== Try it ==
In the entries below, count every line containing "cabin". Return the number and nothing else.
------ Data for processing
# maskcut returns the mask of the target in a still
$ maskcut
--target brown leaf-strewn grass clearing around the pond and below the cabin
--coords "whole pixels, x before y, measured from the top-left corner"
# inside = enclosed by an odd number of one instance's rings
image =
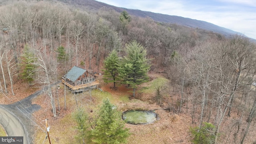
[[[101,77],[99,77],[101,79]],[[38,118],[44,120],[47,118],[48,124],[50,125],[50,138],[52,143],[55,144],[74,144],[74,135],[76,134],[76,123],[72,119],[72,112],[76,110],[76,100],[78,106],[86,108],[87,112],[90,113],[92,110],[94,113],[98,108],[98,105],[102,102],[103,98],[108,97],[110,101],[118,107],[118,110],[124,111],[127,109],[148,109],[153,110],[161,108],[156,104],[148,102],[154,96],[154,89],[159,84],[165,84],[168,82],[167,79],[161,76],[152,76],[152,81],[145,83],[140,86],[137,90],[137,94],[140,99],[145,101],[132,98],[132,89],[126,88],[126,86],[118,86],[117,90],[110,88],[112,84],[103,84],[101,81],[100,90],[92,90],[92,100],[90,100],[89,92],[80,94],[72,94],[70,91],[66,91],[66,104],[67,110],[64,110],[64,85],[61,84],[60,90],[58,90],[60,111],[57,110],[58,116],[53,118],[51,112],[51,106],[49,99],[44,96],[38,96],[33,103],[40,104],[42,108],[34,114]],[[57,99],[56,109],[58,109]],[[128,144],[172,144],[176,142],[189,143],[188,129],[190,126],[190,118],[185,114],[170,114],[165,110],[155,111],[160,119],[147,125],[132,125],[126,124],[127,128],[130,128],[131,136],[128,138]],[[42,128],[45,128],[45,122],[39,123]],[[40,129],[36,128],[36,134],[34,143],[42,143],[45,140],[46,134]],[[48,140],[47,140],[48,141]]]

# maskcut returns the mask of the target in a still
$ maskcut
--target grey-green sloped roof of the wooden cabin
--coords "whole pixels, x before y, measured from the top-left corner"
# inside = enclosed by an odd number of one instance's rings
[[[65,74],[64,78],[68,78],[72,82],[75,82],[79,78],[79,76],[84,74],[84,72],[86,72],[86,70],[74,66],[73,68],[71,68],[70,71],[68,71],[67,74]]]

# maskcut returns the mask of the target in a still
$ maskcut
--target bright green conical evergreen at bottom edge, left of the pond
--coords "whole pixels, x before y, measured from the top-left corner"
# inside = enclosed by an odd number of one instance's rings
[[[120,144],[125,143],[129,136],[129,130],[124,128],[121,112],[110,103],[109,99],[103,100],[98,111],[96,126],[92,129],[92,142],[96,144]]]

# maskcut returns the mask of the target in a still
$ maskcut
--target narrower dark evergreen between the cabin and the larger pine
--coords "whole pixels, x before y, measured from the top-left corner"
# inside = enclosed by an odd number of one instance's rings
[[[119,80],[118,78],[118,56],[117,52],[113,50],[109,56],[104,60],[104,68],[102,70],[104,72],[104,82],[113,82],[114,89],[116,88],[116,82]]]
------------
== Written answer ==
3